- **Stated exercise**
How many of the lines below contain the string "road", with case counting? Reply with the number only.

- **Dataset records**
--

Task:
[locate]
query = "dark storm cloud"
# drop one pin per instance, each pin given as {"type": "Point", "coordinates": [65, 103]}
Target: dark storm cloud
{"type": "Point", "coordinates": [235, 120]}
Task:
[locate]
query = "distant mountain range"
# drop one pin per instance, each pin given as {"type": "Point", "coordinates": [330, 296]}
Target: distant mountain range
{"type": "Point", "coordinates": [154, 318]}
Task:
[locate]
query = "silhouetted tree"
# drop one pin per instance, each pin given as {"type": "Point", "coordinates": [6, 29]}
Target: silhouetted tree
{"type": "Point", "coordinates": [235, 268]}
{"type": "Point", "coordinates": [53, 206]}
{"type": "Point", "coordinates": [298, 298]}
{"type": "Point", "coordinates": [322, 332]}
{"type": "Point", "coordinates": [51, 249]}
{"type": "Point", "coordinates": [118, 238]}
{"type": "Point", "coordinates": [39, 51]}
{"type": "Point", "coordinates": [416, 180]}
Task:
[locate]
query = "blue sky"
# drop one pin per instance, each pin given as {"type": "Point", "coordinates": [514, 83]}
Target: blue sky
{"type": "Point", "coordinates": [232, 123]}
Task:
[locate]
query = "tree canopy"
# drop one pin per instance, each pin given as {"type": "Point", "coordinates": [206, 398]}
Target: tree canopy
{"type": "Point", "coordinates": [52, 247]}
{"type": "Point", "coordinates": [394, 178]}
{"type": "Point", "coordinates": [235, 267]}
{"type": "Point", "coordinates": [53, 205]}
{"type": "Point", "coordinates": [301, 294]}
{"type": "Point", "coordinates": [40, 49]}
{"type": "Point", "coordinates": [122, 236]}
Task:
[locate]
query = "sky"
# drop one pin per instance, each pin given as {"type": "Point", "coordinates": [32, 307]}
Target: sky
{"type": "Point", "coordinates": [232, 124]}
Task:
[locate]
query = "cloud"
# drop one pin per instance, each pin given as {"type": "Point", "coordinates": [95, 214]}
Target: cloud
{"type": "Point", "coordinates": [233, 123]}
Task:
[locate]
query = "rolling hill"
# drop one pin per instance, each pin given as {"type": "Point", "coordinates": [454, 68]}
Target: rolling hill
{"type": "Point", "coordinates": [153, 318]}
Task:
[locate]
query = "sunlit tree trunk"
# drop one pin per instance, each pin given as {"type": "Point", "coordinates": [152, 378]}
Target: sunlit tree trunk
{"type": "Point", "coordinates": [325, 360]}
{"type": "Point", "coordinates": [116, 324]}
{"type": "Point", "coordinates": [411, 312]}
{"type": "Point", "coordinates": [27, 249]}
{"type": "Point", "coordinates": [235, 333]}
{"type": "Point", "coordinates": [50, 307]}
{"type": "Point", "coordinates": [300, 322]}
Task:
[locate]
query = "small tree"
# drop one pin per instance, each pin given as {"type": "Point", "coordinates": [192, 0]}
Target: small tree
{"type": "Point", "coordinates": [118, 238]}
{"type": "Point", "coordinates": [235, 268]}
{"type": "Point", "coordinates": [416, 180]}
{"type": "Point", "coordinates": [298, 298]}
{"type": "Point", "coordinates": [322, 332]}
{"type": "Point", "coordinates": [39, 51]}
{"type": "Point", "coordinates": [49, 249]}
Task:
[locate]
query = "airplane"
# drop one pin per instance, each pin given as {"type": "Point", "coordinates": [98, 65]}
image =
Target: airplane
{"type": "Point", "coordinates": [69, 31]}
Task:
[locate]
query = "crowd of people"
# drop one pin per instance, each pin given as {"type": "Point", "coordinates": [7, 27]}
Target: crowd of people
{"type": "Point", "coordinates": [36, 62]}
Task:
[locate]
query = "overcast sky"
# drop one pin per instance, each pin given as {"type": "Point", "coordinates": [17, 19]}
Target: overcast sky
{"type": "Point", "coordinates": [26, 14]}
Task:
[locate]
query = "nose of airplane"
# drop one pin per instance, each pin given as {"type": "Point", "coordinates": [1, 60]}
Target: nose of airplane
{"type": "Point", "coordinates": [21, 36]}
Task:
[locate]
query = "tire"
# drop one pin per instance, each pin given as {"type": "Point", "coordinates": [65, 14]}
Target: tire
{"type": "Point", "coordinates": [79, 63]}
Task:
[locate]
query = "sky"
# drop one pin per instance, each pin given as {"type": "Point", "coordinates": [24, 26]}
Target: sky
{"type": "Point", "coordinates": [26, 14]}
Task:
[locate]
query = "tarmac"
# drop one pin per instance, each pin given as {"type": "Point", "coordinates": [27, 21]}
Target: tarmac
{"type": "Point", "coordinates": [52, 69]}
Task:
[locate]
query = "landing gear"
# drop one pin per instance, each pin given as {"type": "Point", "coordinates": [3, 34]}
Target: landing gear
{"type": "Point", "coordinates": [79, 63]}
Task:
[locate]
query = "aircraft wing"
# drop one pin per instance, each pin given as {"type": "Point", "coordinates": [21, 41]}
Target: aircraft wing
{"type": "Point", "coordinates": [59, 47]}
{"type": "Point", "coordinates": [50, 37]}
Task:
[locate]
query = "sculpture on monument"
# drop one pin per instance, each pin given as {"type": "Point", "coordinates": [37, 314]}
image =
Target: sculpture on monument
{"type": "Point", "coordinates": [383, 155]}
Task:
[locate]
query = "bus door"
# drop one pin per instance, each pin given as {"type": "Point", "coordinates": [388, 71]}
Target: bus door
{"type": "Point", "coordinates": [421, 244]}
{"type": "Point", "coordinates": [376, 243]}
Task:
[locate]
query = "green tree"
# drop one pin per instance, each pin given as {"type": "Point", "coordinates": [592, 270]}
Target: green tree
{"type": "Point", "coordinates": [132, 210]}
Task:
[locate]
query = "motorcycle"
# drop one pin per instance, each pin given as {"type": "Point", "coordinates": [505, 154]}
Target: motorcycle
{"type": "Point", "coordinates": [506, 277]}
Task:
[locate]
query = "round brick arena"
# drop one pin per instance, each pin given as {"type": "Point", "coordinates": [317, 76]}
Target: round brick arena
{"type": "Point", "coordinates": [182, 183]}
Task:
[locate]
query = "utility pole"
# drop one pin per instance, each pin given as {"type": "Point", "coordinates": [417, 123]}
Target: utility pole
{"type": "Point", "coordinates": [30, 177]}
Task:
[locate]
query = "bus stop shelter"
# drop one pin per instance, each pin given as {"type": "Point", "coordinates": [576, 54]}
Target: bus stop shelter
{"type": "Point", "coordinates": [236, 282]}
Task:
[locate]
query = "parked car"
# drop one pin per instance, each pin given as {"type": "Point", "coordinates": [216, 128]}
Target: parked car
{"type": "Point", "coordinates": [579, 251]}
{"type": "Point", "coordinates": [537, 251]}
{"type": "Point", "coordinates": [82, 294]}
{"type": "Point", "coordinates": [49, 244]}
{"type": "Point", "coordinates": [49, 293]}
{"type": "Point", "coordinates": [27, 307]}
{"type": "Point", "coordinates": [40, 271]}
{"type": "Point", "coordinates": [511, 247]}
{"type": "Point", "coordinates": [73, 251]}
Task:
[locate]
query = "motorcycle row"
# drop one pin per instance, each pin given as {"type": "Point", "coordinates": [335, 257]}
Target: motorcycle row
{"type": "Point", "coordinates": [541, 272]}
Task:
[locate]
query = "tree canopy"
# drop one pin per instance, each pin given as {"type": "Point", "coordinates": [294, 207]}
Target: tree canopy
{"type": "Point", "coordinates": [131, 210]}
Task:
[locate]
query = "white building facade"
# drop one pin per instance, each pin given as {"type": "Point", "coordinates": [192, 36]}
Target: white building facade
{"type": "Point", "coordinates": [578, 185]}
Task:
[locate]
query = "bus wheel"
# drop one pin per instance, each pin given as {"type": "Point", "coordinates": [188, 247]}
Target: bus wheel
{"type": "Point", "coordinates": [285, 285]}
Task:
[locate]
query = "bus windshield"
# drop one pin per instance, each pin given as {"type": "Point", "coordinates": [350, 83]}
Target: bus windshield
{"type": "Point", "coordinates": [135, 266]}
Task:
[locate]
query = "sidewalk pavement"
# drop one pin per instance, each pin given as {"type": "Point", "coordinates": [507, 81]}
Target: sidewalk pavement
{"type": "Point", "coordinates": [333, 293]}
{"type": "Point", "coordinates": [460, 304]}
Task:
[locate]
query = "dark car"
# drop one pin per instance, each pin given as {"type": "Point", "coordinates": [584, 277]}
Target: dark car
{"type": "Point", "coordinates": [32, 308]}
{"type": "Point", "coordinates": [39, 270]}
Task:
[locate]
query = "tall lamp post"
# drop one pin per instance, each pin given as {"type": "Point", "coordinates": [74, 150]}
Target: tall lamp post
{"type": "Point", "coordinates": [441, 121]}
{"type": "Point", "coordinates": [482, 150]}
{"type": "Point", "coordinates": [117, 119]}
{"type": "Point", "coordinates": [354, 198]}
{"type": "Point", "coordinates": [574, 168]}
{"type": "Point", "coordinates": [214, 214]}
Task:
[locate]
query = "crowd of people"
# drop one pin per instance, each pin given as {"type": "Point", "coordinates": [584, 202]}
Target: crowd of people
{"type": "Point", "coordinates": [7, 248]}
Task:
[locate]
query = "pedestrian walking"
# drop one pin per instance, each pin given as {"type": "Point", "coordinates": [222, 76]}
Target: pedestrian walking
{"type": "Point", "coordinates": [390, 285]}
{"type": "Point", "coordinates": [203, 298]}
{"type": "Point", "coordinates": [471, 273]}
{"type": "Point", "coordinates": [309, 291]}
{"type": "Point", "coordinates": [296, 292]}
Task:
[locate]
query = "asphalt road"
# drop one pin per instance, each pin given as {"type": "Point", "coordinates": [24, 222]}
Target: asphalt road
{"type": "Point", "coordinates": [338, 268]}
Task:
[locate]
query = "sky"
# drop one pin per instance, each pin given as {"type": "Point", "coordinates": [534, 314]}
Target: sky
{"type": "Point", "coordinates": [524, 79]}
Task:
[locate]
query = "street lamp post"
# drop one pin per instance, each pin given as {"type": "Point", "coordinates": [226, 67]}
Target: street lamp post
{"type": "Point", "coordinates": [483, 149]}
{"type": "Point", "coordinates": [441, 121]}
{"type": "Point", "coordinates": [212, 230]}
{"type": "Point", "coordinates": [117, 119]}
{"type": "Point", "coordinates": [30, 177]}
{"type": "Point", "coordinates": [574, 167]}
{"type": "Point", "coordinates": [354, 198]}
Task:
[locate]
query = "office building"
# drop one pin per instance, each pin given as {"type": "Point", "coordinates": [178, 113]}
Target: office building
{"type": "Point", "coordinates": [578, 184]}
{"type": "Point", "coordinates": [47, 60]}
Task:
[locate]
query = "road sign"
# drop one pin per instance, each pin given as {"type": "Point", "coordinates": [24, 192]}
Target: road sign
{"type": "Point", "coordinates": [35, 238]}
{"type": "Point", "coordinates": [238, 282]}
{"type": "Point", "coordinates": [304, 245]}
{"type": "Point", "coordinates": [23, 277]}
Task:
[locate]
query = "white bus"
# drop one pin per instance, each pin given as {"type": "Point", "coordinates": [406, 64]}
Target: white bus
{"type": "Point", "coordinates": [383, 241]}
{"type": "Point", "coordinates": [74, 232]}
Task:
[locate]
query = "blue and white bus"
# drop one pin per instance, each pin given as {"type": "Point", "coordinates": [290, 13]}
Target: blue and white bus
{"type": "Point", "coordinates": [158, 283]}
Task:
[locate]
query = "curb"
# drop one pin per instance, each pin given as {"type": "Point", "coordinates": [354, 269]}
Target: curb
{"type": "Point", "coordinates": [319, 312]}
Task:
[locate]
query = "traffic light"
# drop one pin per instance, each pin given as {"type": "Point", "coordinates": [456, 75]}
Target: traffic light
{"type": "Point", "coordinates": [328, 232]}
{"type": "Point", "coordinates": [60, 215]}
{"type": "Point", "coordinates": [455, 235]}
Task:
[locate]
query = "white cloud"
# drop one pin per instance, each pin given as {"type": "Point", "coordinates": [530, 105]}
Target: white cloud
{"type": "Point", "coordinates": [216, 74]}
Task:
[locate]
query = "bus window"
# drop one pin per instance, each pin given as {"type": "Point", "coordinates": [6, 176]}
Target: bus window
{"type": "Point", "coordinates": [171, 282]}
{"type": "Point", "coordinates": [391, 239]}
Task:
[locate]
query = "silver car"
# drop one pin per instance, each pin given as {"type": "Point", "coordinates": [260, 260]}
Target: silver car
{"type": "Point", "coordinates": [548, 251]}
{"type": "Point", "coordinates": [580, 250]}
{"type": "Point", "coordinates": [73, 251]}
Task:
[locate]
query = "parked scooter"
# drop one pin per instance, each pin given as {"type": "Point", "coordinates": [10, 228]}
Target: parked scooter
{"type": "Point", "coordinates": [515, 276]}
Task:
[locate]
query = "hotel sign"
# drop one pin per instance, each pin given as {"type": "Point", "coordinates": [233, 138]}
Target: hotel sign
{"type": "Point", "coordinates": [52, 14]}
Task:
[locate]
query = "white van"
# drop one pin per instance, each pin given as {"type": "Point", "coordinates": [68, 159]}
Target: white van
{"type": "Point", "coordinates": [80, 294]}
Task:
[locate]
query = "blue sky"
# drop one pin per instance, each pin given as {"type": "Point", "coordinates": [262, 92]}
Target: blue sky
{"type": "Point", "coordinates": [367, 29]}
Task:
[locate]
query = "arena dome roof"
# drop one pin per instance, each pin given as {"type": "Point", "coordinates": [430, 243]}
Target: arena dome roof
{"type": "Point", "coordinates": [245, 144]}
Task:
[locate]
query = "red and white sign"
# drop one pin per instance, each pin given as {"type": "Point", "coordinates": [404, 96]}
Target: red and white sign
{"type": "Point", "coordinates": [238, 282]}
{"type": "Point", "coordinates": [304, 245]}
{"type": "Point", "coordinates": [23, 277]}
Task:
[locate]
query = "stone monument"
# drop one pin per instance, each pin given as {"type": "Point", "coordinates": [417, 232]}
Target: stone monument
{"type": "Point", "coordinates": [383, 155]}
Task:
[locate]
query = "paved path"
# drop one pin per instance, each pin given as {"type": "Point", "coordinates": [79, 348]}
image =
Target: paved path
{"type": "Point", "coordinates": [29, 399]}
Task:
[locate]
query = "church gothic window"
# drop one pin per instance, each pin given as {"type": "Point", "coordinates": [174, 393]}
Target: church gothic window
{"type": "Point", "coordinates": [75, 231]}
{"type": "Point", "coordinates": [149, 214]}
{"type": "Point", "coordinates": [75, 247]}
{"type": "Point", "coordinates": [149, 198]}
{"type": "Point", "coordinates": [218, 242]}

--

- **Reply**
4